> **Excerpted text**
Capital Expenditure for Equipment, IT and other Assets Resource
This document describes the general process for capital expenditures related to equipment and other tangible personal property. While reflective of standard practice, this process is not inclusive of all review steps and agencies may add to these steps as needed.
Definitions:
Equipment is defined as “tangible personal property” (including information technology systems) that have a useful life of more than one year and a per-unit acquisition cost of $10,000 or more. (2 CFR 200.1)
There are several types of equipment including “special purpose equipment” used for research, medical, scientific or other technical activities. Examples of special purpose equipment include x-ray machines, spectrometers and surgical instruments.
General purpose equipment is equipment not limited in use to a special purpose. Examples of general purpose equipment include office equipment, telephone networks, information technology equipment and systems, furniture, and motor vehicles.
Useful life is based upon the estimated length of time the equipment or asset remains usable. The IRS has estimates for the lifespan of assets that may be used as a basis to determine useful life and to determine depreciation of the asset over time. For example, computer equipment and cars are estimated to have a five-year lifespan, while furniture is estimated to have a seven year lifespan. It is advisable to work with your controller and finance team in determining both useful life and depreciation.
It is important to note the difference between information technology systems being purchased and owned versus licensing agreements. Licensing agreements allow a party to use the property of the owner of the IT system, generally for a fee. For example, licensing agreements are purchased for online platforms such as Zoom, WebEx, Adobe, and DocuSign. The licensing agreement allows the use of those systems, but does not provide ownership rights. As a result, licensing agreements would not be considered a capital expenditure/asset.

> **Given information**
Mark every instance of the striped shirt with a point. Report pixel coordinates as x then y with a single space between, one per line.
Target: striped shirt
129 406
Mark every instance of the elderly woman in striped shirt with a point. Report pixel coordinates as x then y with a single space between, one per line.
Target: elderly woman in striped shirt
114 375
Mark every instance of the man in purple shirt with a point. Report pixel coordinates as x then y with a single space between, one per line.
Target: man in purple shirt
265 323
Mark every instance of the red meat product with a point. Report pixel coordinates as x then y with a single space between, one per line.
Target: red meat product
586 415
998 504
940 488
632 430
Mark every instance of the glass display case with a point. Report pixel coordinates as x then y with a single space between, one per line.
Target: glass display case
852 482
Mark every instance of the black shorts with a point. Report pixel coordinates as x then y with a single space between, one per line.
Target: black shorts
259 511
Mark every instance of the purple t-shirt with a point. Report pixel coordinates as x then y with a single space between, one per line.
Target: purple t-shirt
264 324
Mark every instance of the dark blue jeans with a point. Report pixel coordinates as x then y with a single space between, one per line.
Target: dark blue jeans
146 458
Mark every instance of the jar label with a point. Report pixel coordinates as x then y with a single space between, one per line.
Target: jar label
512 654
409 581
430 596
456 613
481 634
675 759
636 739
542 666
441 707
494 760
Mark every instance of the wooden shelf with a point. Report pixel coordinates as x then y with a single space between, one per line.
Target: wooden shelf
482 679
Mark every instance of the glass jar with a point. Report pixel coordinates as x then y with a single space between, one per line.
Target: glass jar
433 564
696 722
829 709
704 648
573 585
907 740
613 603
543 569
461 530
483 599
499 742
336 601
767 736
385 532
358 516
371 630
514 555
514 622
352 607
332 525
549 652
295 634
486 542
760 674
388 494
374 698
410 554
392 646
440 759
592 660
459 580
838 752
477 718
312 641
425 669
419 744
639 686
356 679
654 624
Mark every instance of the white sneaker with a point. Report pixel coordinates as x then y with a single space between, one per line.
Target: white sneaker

> **Exercise set**
[1] In the capital expenditure document, what per-unit acquisition cost must tangible personal property reach to count as equipment?
[2] Extend the capital expenditure document from where it stops.
The records are separate material and have no connection to the capital expenditure document.

> **Expected responses**
[1] $10,000 or more.

[2]
Additional requirements include compliance with 2 CFR 200 Subpart D including insurance coverage, procurement standards, ongoing maintenance, subrecipient monitoring, record retention and access. Additionally, recipients or subrecipients must maintain proper inventories and property records that include:
- Description of the property;
- Serial or other ID number;
- Source of funding and percentage of federal dollars used;
- Title holder;
- Acquisition date; Cost; Location, use and condition of property;
- Disposition data including date of disposition and sale price if any.
During the period of performance as well as after the period of performance the asset may be used for a purpose other than that for which it was originally purchased as long as the other purpose is consistent with an eligible use. For instance, if a vehicle was purchased for an original purpose of providing COVID-19 vaccinations to remote rural areas but is no longer a critical need, it may be repurposed to provide transportation to individuals with access to health care at the closest facility. If the asset cannot be repurposed, then disposition should comply with the requirements of 2 CFR 200.310-316.